## Page
** begin **

Every year, five films are nominated for an Academy Award in the “Visual Effects” category. This year, each and every nominee offers its own unique inside look at the amazing tricks filmmakers and their effects teams must use to pull off the visual spectacles that make for a big-screen blockbuster. In recognition of these five films — and one of our favorite Oscar categories — we’re putting the spotlight on one “Visual Effects” nominee each day leading up to Sunday’s broadcast, and taking a closer look at what made them stand out.
Previously, we looked at the sci-fi thriller Ex Machina, with its artificially intelligent robot that challenged our understanding of what it means to human, as well as the post-apocalyptic wasteland created by filmmaker George Miller for Mad Max: Fury Road. Now we look at Ridley Scott’s outer-space survival drama, The Martian, and what it took to send Matt Damon’s resourceful astronaut to Mars without leaving Earth.
In Ridley Scott’s The Martian, astronaut Mark Watney (Matt Damon) travels from Earth to Mars, only to find himself stranded on the Red Planet for more than 500 days before being rescued in a daring maneuver that sends him hurtling through the atmosphere in a rocket without a roof. Despite all of the action that takes place in deep space, however, it’s what occurs on the ground as Watney learns how to live on the alien planet that’s at the heart of The Martian.
While the film goes into great detail to depict the lengths Watney goes to in his quest to survive on Mars, things were similarly complicated on the other side of the camera for The Martian. Along with replicating the experience of walking on the surface of the planet, Scott and the film’s visual-effects team also had to find ways for the audience to experience the Red Planet through Watney’s eyes.
The team responsible for the Oscar-nominated visual effects in The Martian was led by overall visual-effects supervisor Richard Stammers, with assistance from VFX supervisor Matt Sloan. The workload was shared by a long list of VFX production houses including MPC, Framestore, and The Senate, with filming at the Korda Studios soundstage in Budapest and the Wadi Rum desert in Jordan.
Before the production process could shift into high gear, however, the team had to reach an agreement on one very important question: What color is Mars really?
“There’s still a lot of debate about this,” explained Stammers in a 2015 interview with FX Guide. “The images that NASA has produced have more of a neutral color balance on them — that is, they’re in Earth color tones. And there’s also been different cameras used to take Mars photos with different lenses and treatments, so you don’t really know for sure. … So we took all the images we liked, color balanced them all to be in the same ballpark as each other, and put that in the same color tone or white balance as the scout images of Wadi Rum.”
Maintaining consistency when shifting between a sound stage and on-location shooting can be tricky, and after monitoring the desert location chosen for the shoot in Jordan, it was decided that early morning (around 8:30am) in Wadi Rum provided the best combination of sun position, shadows, and sky conditions to serve as a reference point for the film’s version of Mars. Using that environment as the jumping-off point, the team was able to generate previews of the lighting and other conditions on the planet’s surface from Watney’s location at any time of day.

** end **

## Supplied records
** begin **

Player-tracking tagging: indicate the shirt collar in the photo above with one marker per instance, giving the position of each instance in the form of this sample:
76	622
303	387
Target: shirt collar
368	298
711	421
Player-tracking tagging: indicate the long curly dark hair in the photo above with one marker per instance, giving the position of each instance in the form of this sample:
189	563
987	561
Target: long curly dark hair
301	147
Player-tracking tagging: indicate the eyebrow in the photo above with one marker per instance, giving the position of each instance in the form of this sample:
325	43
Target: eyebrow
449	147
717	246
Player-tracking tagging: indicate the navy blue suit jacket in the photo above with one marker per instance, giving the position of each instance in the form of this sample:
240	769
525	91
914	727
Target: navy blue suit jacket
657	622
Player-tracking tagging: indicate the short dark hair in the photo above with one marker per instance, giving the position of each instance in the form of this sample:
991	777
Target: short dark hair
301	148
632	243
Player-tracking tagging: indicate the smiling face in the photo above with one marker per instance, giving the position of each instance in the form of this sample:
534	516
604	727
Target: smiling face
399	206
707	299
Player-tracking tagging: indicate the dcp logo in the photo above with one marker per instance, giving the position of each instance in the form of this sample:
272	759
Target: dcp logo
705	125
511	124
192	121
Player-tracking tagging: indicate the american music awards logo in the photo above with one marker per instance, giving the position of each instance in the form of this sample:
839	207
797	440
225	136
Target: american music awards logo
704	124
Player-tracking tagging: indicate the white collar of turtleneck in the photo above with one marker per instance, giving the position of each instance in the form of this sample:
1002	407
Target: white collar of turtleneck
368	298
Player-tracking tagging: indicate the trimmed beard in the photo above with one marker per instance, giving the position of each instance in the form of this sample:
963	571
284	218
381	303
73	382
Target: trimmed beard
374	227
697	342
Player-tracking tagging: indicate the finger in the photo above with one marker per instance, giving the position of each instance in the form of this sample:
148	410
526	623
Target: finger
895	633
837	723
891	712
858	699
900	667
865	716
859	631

** end **

## Written problem 1
According to the article on the visual effects of The Martian, why was the true color of Mars an open question for the team? Answer in one to three sentences.
## Written problem 2
Set down word for word the passage of the article on The Martian's visual effects from "While the film" up to and including "through Watney’s eyes.".
Rely only on the article, not on the data.

## Reply 1
NASA's images of Mars have a neutral color balance in Earth color tones. Different cameras with different lenses and treatments were also used to photograph Mars, so no one knows the planet's true color for sure.

## Reply 2
While the film goes into great detail to depict the lengths Watney goes to in his quest to survive on Mars, things were similarly complicated on the other side of the camera for The Martian. Along with replicating the experience of walking on the surface of the planet, Scott and the film’s visual-effects team also had to find ways for the audience to experience the Red Planet through Watney’s eyes.